(Spatial localization data)

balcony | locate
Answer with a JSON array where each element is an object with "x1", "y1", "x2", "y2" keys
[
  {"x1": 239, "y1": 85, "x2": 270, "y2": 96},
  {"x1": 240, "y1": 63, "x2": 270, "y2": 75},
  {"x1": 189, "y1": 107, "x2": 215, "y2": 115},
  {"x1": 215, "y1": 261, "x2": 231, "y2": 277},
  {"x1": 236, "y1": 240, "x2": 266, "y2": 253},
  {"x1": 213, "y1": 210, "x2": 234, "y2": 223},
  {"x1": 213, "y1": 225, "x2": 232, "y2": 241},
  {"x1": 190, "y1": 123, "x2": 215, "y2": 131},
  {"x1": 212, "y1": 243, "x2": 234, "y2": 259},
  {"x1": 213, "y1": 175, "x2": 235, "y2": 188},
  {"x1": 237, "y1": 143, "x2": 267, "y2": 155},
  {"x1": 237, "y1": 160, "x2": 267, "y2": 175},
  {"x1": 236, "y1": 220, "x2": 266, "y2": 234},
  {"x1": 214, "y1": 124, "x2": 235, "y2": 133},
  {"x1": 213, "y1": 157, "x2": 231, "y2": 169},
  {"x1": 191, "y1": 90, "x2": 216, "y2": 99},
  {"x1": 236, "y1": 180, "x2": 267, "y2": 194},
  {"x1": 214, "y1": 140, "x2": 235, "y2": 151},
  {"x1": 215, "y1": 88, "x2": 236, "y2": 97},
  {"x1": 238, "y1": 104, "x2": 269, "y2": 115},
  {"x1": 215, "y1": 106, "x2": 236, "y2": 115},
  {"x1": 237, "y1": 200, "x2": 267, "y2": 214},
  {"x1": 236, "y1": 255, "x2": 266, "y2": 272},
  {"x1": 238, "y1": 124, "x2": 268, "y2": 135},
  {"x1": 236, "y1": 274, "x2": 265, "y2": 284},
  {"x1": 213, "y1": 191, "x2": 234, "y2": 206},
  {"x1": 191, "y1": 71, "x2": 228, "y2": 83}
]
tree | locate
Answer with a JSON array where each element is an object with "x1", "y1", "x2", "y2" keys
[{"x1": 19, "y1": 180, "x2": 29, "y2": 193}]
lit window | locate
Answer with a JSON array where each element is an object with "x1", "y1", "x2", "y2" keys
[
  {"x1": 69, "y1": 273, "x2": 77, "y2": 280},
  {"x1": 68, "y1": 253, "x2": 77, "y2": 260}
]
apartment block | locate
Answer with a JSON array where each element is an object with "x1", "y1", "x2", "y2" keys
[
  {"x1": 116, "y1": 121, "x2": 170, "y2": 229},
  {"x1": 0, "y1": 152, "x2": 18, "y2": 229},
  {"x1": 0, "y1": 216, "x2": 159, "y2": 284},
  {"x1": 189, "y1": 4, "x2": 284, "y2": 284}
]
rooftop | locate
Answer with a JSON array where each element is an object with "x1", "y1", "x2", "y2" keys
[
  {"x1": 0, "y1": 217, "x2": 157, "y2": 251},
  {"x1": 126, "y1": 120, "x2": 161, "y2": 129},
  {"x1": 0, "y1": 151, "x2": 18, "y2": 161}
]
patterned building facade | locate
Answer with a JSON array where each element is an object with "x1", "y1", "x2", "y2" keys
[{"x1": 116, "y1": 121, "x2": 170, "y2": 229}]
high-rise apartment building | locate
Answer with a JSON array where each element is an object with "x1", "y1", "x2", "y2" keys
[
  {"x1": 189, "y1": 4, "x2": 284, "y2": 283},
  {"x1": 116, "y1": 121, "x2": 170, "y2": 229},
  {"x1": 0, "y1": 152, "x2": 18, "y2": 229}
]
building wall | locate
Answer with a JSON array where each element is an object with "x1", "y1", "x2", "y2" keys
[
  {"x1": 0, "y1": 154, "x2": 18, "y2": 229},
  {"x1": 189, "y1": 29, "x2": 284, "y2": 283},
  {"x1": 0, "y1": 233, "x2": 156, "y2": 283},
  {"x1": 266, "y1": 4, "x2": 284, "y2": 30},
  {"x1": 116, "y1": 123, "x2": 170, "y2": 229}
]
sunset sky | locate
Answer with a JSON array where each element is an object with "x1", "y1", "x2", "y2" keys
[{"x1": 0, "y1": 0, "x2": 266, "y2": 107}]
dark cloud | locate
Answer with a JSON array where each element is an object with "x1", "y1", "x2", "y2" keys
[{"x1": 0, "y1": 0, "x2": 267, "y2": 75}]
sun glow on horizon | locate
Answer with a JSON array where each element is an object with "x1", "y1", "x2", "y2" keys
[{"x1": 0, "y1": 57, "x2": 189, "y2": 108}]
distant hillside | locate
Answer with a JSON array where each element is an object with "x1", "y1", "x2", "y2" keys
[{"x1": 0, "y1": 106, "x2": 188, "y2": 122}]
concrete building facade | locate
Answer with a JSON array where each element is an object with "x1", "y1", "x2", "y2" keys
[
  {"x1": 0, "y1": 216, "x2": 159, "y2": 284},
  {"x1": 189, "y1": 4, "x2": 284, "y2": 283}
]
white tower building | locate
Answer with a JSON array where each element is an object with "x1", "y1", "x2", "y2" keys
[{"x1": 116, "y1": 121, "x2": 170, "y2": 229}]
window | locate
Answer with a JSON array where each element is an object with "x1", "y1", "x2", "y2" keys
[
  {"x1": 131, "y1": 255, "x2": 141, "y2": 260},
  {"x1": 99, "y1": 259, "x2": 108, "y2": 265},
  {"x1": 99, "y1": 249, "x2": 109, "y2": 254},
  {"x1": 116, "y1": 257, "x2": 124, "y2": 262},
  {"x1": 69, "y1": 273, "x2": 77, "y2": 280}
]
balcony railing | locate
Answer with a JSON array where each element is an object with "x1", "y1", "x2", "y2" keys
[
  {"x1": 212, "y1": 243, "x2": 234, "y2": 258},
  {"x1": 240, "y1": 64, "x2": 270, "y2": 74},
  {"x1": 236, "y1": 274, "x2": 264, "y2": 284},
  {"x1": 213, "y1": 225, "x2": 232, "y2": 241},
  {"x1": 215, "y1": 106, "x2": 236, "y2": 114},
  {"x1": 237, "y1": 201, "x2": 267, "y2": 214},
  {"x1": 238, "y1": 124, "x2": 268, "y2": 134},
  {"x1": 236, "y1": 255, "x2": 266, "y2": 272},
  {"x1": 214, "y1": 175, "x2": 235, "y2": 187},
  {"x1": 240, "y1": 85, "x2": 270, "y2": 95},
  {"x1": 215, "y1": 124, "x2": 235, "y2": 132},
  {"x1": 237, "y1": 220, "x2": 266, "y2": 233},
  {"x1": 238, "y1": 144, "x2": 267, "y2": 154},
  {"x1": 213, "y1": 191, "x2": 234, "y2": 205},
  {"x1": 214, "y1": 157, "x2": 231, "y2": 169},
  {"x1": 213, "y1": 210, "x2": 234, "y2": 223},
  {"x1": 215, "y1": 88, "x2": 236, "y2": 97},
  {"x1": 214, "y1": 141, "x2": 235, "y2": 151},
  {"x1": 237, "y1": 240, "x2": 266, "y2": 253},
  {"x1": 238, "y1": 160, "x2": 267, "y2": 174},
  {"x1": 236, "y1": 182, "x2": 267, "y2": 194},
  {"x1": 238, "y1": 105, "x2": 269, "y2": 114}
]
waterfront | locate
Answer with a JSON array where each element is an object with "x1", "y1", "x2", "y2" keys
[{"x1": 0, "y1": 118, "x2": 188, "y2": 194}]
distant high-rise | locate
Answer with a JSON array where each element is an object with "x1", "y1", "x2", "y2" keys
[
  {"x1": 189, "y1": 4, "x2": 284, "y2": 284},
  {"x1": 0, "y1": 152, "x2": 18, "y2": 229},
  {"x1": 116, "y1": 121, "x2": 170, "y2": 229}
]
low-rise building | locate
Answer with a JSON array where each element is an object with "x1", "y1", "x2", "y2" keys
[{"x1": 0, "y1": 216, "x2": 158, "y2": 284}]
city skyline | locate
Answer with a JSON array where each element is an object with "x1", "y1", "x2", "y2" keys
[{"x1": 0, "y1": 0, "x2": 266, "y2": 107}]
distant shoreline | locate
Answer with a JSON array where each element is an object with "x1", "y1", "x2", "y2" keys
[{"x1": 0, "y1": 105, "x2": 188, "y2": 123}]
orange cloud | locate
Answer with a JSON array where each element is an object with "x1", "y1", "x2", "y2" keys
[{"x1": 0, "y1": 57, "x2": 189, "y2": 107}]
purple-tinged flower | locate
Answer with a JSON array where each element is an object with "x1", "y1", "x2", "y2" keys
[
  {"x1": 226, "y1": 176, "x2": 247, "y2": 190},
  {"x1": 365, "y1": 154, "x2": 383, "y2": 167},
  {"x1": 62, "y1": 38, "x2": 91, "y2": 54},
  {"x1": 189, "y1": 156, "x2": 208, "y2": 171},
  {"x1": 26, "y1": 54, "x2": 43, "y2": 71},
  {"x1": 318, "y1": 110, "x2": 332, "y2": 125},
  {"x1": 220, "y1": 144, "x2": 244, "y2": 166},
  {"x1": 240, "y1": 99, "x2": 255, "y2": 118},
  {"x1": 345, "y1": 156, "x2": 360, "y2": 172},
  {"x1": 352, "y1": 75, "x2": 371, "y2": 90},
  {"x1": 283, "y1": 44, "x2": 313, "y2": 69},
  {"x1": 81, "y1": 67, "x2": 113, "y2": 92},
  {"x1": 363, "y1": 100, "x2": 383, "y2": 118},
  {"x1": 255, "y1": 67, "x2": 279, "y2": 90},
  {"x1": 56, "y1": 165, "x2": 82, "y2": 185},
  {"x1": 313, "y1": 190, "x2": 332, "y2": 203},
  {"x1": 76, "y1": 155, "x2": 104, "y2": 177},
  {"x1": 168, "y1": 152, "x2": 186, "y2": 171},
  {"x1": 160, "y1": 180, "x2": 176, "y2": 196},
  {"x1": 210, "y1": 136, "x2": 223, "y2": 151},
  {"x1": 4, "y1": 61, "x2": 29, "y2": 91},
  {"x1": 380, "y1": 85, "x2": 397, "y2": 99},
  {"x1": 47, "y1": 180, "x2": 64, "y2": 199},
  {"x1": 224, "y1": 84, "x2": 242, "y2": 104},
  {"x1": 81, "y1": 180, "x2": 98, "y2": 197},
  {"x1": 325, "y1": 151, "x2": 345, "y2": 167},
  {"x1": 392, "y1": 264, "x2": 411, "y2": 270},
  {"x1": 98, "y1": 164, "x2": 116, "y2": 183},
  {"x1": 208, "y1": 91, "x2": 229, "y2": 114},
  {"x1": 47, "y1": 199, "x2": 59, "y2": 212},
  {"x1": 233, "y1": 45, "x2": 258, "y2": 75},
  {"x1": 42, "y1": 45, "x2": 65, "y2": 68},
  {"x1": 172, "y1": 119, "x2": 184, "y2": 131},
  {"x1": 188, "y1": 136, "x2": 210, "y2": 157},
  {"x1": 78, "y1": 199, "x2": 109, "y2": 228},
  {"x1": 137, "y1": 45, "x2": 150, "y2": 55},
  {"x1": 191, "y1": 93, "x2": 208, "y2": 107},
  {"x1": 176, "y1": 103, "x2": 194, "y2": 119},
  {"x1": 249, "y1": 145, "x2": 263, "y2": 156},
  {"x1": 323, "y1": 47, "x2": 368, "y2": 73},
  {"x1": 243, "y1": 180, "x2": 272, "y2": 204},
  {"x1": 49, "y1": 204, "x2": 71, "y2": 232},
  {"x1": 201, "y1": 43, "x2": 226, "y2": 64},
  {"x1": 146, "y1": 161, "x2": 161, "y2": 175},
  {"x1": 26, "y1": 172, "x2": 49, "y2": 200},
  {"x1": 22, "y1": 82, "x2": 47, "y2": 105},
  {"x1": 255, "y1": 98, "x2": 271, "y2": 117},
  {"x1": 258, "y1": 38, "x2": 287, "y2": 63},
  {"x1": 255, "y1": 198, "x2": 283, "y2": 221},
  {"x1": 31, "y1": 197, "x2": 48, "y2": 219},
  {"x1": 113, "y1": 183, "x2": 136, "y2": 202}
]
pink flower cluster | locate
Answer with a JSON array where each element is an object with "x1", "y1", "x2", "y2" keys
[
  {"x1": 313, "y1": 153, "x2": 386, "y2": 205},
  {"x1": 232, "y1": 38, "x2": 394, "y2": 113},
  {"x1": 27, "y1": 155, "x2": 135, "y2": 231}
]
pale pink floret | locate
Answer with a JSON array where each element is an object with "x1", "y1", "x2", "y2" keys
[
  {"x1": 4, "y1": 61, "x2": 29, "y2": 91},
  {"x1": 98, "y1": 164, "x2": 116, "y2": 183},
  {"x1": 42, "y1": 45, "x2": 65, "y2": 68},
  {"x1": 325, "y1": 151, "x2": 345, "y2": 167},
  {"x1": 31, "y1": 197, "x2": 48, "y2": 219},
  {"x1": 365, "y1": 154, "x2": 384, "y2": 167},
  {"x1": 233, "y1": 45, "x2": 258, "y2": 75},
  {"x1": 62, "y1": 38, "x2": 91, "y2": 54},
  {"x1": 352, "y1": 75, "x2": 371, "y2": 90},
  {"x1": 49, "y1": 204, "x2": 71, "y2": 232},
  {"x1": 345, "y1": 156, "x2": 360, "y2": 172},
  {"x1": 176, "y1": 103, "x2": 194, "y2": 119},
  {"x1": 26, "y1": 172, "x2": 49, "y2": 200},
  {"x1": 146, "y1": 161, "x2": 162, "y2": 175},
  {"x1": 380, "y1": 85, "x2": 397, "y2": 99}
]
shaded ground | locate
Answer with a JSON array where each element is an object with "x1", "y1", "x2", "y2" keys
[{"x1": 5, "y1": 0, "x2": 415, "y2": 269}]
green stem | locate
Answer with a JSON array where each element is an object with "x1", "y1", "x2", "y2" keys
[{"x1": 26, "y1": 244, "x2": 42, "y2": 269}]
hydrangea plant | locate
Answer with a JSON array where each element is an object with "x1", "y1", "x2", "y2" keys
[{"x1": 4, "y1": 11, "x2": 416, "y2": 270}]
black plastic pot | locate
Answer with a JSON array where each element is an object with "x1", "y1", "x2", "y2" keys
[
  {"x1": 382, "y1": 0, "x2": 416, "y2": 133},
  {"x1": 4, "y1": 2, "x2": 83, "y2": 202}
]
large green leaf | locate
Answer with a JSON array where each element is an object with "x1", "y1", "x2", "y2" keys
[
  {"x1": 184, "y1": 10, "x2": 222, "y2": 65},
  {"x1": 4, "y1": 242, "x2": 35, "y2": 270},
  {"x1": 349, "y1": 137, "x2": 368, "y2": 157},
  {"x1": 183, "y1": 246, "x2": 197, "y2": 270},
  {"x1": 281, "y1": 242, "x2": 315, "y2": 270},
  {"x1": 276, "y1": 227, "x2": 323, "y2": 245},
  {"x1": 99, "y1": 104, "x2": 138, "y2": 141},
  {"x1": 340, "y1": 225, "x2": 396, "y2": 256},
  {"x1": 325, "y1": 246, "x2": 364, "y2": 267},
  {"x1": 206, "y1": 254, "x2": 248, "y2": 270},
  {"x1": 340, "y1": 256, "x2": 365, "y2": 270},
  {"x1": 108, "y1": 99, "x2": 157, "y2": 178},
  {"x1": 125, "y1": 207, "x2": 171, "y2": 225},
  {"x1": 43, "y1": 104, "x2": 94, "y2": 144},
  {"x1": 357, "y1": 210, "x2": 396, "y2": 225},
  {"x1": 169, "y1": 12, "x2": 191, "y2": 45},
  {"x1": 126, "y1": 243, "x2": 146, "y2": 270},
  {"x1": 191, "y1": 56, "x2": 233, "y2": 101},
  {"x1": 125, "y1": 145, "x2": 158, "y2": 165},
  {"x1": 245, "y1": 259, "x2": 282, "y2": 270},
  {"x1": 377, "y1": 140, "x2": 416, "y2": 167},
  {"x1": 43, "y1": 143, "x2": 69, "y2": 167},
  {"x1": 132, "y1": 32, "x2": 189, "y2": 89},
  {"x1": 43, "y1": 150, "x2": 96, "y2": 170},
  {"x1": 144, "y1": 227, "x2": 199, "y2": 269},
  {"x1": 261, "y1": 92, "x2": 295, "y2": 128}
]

> **EXERCISE**
What lines in the entries above hold "balcony"? Copy every one.

> **RESPONSE AREA**
balcony | locate
balcony railing | locate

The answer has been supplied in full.